Цель 1: Повторите дословно часть отрывка о трактате Толстого «Что такое искусство», начиная с «Я читал ее с» и заканчивая «интересным и поучительным.».

Предоставленный отрывок:
====
Когда-то довольно давно, я впервые прочел программную работу Льва Толстого "Что такое искусство". В те времена я был полон почтения к имени Толстого и трактат этот читал с огромным интересом, тем более, что его написал писатель, чей авторитет в искусстве слова не подлежал сомнению. Работа эта произвела на меня фундаментальный эффект, который ощущается до сих пор. Скажу больше, независимо от того, что я излагаю ниже, я рекомендую эту работу каждому человеку в качестве обязательного чтения. Я считаю ее чрезвычайно полезной для образования. В своем роде эта работа Толстого уникальна. Мне неизвестен какой-либо автор, который повторил бы нечто подобное тому, что сделал Толстой.
Я читал ее с большим интересом. Забегая вперед, скажу что не разочаровался в результате. Но результат оказался совсем не тот, который я ожидал, начиная чтение. Все оказалось намного более интересным и поучительным.
====
Цель 2: Можете привести заново строки ниже, начиная со строки, где есть «Game engine object recognition — detect calm», и заканчивая строкой, где есть «0, 0, 117, 88», включительно, заменив в них «visible» на «shown» и ничего больше не меняя? Нужны только эти строки.

Строки о поиске названных объектов:
====
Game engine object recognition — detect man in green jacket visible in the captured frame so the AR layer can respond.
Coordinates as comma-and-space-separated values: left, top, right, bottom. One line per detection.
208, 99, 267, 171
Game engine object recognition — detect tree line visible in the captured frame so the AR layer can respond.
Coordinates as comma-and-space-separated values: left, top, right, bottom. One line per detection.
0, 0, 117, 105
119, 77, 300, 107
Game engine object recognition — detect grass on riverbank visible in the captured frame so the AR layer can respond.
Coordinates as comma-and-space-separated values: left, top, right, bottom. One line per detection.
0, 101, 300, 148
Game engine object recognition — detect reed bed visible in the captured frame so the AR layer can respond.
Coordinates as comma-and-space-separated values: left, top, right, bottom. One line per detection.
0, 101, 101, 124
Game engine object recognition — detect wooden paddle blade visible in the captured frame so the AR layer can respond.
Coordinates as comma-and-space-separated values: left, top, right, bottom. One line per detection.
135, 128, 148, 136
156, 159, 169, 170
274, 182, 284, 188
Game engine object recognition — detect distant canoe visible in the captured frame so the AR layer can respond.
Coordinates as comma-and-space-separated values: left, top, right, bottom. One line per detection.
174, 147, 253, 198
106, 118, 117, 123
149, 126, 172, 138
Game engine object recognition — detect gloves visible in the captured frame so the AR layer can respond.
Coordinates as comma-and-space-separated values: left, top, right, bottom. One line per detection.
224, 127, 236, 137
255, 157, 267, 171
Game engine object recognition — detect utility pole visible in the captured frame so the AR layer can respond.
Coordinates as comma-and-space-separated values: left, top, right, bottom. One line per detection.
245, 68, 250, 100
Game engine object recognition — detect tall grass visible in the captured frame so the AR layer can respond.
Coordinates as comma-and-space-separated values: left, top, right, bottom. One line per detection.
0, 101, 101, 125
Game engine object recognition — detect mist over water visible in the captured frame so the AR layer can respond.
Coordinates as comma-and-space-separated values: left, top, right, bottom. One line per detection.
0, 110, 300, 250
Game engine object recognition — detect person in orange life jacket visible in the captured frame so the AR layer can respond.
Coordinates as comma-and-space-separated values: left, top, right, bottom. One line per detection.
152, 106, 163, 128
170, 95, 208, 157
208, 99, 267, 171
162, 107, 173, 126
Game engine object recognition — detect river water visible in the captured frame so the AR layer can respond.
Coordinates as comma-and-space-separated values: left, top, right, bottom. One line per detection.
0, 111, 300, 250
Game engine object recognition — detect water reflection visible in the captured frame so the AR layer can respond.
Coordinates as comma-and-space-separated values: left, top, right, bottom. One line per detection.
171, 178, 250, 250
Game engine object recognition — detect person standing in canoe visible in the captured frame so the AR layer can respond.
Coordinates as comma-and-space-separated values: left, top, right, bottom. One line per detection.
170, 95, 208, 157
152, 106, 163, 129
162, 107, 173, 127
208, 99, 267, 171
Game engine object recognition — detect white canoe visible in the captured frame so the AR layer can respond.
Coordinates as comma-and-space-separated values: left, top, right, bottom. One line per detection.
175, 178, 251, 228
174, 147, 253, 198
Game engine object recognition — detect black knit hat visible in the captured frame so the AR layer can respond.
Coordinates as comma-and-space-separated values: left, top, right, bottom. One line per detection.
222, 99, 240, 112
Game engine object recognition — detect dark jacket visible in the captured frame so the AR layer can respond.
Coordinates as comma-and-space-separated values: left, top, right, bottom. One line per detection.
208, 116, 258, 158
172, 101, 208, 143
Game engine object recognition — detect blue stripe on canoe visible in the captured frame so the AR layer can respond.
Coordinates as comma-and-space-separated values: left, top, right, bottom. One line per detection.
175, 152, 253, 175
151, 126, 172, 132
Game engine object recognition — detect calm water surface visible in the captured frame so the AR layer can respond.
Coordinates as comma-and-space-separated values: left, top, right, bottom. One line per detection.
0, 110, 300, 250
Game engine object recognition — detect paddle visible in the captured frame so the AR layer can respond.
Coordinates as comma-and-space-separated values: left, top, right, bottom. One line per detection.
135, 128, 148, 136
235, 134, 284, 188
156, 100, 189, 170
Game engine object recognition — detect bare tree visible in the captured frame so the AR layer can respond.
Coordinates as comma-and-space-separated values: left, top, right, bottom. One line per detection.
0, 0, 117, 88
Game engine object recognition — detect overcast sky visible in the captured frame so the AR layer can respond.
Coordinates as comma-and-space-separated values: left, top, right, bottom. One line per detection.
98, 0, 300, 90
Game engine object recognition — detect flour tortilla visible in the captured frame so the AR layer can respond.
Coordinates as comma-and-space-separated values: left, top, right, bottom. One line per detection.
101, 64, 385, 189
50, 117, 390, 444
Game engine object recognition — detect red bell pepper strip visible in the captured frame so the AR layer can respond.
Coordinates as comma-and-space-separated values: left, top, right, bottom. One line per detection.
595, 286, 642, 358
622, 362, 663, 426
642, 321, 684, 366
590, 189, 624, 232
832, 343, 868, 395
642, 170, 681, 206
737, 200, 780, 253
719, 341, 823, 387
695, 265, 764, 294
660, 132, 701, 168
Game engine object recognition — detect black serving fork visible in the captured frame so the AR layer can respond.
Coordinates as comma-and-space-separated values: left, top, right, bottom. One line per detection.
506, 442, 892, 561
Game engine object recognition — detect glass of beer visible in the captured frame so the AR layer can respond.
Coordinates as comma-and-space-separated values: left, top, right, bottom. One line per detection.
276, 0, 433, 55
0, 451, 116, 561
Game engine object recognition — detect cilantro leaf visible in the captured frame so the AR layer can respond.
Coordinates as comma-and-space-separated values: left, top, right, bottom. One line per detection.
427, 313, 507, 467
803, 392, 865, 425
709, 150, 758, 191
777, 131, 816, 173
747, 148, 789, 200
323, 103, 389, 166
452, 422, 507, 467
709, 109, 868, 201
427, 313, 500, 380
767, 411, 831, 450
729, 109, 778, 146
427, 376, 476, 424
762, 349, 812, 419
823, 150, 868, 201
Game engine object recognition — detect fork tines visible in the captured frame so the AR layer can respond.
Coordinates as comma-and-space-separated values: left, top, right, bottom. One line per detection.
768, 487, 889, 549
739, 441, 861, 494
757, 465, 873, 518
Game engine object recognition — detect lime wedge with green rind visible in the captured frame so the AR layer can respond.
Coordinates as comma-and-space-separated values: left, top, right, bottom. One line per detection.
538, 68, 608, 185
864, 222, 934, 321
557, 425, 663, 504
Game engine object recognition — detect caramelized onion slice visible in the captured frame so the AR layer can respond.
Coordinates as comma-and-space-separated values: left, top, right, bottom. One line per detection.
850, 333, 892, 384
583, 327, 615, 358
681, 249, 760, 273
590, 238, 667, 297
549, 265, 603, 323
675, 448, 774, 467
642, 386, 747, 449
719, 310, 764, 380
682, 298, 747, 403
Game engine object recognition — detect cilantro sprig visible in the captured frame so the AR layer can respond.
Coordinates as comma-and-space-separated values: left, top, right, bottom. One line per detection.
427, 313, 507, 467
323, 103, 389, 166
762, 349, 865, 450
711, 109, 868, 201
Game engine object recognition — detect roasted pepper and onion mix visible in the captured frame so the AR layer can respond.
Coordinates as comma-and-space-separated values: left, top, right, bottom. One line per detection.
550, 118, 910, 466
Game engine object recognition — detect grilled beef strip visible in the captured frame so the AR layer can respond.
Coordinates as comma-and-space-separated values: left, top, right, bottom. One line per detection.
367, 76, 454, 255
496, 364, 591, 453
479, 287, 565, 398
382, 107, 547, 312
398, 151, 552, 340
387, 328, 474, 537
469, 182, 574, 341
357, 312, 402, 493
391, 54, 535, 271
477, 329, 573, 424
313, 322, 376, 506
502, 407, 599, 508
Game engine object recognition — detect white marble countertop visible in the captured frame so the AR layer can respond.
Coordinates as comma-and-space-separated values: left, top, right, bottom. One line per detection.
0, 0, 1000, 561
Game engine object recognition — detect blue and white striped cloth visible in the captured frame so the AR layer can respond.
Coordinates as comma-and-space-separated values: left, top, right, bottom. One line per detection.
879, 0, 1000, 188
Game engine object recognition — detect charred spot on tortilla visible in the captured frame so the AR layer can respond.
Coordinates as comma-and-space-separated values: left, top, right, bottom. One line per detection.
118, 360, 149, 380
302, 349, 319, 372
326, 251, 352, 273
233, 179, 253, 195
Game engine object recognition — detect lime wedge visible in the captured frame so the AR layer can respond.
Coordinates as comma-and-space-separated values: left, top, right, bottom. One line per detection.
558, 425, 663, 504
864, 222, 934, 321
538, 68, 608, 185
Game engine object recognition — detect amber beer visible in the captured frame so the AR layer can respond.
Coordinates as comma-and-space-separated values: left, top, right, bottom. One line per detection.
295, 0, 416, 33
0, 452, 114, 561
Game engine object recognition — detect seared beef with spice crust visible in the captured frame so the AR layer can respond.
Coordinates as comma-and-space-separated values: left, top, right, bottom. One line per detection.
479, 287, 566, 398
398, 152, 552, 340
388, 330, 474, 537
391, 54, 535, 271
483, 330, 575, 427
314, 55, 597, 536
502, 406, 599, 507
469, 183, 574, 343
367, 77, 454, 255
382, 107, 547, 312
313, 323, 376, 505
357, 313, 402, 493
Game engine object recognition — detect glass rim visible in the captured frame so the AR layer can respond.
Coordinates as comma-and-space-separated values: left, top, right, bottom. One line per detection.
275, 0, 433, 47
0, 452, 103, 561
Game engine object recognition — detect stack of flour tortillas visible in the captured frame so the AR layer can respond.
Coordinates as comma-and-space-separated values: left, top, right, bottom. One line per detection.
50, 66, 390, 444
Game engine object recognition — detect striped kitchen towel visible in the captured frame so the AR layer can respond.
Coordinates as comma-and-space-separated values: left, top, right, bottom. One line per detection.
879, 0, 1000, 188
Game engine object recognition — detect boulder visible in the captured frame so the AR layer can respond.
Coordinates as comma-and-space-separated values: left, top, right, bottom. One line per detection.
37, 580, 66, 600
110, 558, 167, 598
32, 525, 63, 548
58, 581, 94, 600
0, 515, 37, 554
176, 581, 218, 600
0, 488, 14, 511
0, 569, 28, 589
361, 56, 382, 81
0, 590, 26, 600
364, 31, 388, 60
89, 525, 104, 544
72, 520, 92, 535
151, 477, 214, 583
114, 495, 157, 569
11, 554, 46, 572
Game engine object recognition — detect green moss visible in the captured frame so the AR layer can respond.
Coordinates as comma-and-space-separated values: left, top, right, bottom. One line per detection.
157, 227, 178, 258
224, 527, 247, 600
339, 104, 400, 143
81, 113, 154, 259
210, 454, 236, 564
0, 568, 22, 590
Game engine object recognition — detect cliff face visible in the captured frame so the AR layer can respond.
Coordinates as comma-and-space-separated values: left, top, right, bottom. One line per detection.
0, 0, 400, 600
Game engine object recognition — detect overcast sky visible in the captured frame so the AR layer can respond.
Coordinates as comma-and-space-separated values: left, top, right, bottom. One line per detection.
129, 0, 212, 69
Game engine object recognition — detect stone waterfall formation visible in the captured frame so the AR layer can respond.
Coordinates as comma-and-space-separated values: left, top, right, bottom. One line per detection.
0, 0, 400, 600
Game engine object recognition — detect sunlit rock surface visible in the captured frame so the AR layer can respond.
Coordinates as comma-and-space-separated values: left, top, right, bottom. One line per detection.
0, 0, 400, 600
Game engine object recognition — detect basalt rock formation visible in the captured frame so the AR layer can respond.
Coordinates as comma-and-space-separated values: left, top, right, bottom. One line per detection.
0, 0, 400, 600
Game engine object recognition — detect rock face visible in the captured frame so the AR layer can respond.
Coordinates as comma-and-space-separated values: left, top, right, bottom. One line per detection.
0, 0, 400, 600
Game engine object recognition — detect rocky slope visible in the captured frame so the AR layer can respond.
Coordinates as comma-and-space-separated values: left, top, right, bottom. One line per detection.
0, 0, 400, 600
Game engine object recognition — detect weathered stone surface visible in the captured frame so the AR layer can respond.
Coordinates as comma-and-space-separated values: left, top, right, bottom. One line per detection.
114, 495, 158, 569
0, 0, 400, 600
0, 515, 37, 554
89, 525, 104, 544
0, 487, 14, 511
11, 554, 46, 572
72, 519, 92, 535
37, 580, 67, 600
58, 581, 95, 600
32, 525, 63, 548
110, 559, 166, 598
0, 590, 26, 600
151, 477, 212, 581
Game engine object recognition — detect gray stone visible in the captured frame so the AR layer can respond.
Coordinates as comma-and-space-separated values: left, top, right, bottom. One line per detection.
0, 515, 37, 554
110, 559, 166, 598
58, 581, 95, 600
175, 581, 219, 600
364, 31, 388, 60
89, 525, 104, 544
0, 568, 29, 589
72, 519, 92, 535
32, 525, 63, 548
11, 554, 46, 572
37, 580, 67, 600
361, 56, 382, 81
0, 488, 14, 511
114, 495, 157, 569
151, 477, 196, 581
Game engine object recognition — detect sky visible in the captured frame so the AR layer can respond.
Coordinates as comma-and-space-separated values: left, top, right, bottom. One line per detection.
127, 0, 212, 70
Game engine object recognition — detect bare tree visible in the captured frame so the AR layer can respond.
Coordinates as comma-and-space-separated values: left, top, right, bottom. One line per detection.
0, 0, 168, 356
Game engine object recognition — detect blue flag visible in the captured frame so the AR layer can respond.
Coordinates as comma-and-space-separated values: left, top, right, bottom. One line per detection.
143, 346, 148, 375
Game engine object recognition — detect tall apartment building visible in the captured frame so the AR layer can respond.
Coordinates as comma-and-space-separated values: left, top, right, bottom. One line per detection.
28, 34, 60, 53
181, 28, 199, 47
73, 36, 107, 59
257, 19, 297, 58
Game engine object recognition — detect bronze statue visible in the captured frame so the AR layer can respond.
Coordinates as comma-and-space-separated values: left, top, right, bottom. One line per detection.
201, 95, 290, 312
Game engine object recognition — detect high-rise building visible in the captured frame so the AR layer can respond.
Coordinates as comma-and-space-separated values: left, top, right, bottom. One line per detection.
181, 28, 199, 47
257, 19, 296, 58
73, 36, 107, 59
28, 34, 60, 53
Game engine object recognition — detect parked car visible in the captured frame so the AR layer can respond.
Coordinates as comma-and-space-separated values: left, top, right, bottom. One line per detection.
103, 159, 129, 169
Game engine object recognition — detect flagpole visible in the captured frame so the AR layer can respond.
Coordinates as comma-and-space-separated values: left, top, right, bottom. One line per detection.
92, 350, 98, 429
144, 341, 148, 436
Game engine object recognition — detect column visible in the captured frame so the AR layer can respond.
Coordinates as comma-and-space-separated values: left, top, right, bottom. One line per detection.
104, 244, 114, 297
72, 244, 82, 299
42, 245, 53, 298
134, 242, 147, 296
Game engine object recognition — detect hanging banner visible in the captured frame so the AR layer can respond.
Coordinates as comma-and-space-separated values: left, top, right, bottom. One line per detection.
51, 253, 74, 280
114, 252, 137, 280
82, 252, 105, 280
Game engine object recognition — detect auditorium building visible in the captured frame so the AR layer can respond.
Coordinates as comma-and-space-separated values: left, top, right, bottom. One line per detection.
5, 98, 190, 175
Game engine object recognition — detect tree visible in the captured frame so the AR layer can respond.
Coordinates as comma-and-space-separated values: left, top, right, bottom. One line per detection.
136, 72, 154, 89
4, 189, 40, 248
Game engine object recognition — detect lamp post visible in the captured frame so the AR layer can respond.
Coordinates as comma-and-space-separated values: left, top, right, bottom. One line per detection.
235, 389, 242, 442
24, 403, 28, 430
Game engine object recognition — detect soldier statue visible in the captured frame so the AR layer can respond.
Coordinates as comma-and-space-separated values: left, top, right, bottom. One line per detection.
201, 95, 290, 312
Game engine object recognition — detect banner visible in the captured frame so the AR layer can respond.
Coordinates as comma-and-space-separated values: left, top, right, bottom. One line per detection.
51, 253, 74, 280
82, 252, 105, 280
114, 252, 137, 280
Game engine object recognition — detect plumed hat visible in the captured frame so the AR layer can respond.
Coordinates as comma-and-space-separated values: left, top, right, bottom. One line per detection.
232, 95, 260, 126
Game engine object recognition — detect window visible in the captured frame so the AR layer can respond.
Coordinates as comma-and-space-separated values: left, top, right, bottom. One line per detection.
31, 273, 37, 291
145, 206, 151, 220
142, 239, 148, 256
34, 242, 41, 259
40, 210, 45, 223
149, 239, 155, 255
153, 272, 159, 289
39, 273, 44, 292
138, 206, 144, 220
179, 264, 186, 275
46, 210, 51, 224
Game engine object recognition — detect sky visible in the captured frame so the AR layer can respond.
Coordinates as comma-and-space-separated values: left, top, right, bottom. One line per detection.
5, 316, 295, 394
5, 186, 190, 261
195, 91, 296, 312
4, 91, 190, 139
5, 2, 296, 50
====
Письменный ответ 1:
Я читал ее с большим интересом. Забегая вперед, скажу что не разочаровался в результате. Но результат оказался совсем не тот, который я ожидал, начиная чтение. Все оказалось намного более интересным и поучительным.

Письменный ответ 2:
Game engine object recognition — detect calm water surface shown in the captured frame so the AR layer can respond.
Coordinates as comma-and-space-separated values: left, top, right, bottom. One line per detection.
0, 110, 300, 250
Game engine object recognition — detect paddle shown in the captured frame so the AR layer can respond.
Coordinates as comma-and-space-separated values: left, top, right, bottom. One line per detection.
135, 128, 148, 136
235, 134, 284, 188
156, 100, 189, 170
Game engine object recognition — detect bare tree shown in the captured frame so the AR layer can respond.
Coordinates as comma-and-space-separated values: left, top, right, bottom. One line per detection.
0, 0, 117, 88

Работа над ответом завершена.